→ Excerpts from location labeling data
________________________________________

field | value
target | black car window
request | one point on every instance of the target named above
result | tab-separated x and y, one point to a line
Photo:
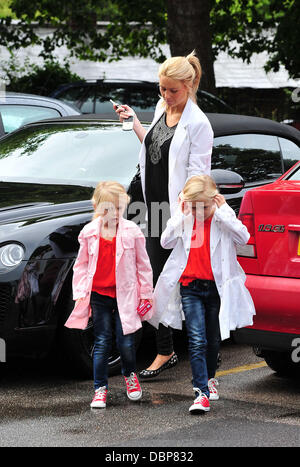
14	116
70	152
255	157
81	96
139	98
290	153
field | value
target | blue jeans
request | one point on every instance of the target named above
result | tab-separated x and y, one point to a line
105	313
201	305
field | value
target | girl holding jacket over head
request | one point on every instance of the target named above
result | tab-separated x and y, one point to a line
203	275
176	146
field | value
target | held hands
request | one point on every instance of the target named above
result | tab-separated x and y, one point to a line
143	300
124	112
219	200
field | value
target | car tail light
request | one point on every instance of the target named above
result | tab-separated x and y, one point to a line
246	215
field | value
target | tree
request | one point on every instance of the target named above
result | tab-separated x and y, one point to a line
139	27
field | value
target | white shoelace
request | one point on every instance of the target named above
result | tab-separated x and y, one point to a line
100	391
212	383
200	395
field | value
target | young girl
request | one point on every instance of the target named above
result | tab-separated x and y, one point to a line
112	276
203	273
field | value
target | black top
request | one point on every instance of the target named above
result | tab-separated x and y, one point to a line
157	144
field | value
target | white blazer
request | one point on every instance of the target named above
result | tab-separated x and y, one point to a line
190	149
237	308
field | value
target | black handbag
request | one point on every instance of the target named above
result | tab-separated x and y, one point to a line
135	187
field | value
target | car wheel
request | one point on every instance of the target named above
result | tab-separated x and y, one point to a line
78	345
282	363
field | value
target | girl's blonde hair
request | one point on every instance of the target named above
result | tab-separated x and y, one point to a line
109	192
186	69
200	188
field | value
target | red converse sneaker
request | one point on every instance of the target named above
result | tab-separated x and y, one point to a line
213	393
99	400
201	403
134	391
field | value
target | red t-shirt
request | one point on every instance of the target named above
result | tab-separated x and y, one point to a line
104	281
198	265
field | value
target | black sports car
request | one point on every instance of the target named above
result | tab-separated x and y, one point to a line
48	171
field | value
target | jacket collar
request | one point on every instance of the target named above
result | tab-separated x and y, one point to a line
93	227
184	117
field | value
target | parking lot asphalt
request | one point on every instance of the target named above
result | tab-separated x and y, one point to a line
42	406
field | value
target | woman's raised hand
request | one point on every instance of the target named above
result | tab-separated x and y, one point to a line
124	111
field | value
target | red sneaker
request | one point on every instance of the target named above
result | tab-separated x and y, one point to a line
201	403
213	392
134	391
99	400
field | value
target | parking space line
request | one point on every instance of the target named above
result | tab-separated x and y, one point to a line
238	369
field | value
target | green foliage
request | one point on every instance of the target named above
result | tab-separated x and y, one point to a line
5	8
244	27
35	79
139	28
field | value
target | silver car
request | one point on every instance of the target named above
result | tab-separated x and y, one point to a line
17	109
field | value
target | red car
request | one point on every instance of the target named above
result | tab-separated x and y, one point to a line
271	261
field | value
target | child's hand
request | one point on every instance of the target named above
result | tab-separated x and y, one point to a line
78	300
143	300
219	200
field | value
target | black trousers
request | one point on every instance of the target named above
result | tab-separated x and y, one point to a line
158	256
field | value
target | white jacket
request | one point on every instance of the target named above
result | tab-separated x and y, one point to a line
237	308
190	149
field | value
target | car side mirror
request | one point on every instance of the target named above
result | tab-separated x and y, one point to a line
228	182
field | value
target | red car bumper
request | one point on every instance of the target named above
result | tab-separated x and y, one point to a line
277	320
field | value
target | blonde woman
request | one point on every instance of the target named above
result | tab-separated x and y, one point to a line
176	146
203	274
112	276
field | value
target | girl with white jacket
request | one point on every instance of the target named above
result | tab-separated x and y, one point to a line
176	146
203	278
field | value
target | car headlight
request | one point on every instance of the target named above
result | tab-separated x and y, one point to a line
11	255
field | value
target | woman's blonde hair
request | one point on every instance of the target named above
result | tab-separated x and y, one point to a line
109	192
199	188
186	69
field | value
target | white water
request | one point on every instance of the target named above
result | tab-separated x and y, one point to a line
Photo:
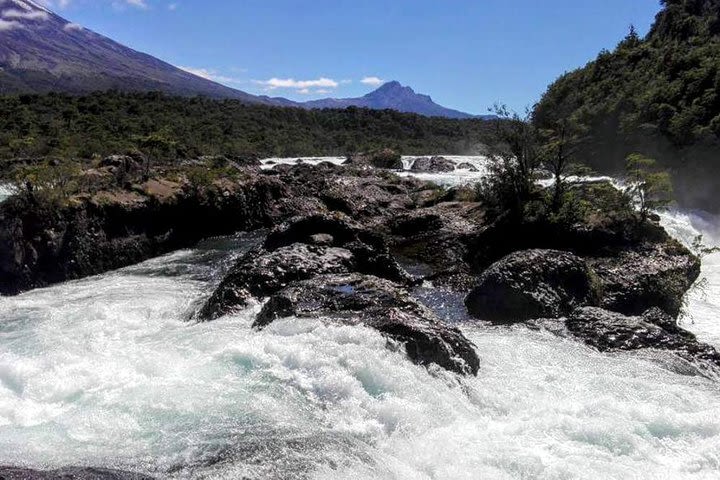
106	371
5	192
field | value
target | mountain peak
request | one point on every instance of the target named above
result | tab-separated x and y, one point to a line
393	86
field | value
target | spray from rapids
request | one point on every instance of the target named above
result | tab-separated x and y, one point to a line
107	371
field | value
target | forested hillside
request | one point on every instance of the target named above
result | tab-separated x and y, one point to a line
111	122
658	95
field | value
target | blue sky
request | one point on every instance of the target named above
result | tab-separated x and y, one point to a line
466	54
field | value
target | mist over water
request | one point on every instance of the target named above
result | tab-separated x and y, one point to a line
108	371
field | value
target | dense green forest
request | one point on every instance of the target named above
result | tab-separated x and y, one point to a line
113	122
658	95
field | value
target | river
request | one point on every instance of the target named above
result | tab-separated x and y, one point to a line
108	371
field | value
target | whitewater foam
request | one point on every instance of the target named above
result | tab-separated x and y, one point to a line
107	371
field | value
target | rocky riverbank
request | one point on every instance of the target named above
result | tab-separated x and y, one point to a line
352	243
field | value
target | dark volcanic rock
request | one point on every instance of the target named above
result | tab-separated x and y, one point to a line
608	331
438	237
69	473
433	165
381	305
654	276
261	273
467	166
386	158
42	244
533	284
302	229
301	249
370	252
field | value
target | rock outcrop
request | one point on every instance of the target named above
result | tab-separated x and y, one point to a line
381	305
261	273
608	331
388	159
42	244
636	280
432	165
301	249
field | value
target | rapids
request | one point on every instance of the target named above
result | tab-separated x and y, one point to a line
108	371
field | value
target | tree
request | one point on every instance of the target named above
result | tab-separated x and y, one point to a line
650	188
514	160
560	144
156	146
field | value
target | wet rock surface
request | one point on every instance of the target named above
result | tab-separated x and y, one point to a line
608	331
381	305
634	281
387	159
533	284
301	249
260	273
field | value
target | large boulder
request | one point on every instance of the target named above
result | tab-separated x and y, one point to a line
533	284
467	166
608	331
379	304
370	251
386	158
260	273
654	276
300	249
432	165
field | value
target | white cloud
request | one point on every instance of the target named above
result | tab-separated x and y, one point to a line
210	74
137	3
301	86
6	25
118	4
72	27
372	81
14	14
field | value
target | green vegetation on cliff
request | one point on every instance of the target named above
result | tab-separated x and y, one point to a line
112	122
659	95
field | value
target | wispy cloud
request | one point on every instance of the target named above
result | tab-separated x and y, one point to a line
117	4
72	27
210	74
372	81
15	14
303	87
6	25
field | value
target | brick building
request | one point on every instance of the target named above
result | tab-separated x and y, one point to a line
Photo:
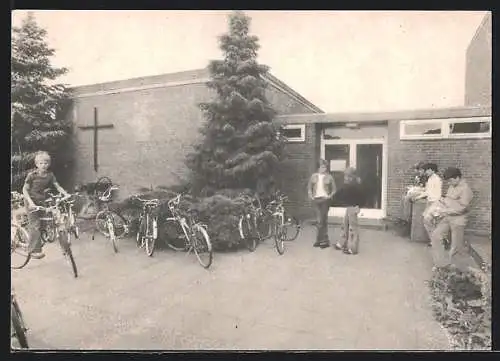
383	146
149	125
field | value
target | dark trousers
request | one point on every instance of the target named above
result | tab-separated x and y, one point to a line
322	206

________________________________________

→ DESCRIPTION OF THE TASK
List every line of the records above that contains the word "parking", copying each line in full.

→ COMPLETE OUTPUT
target | parking lot asphalt
target | parking space line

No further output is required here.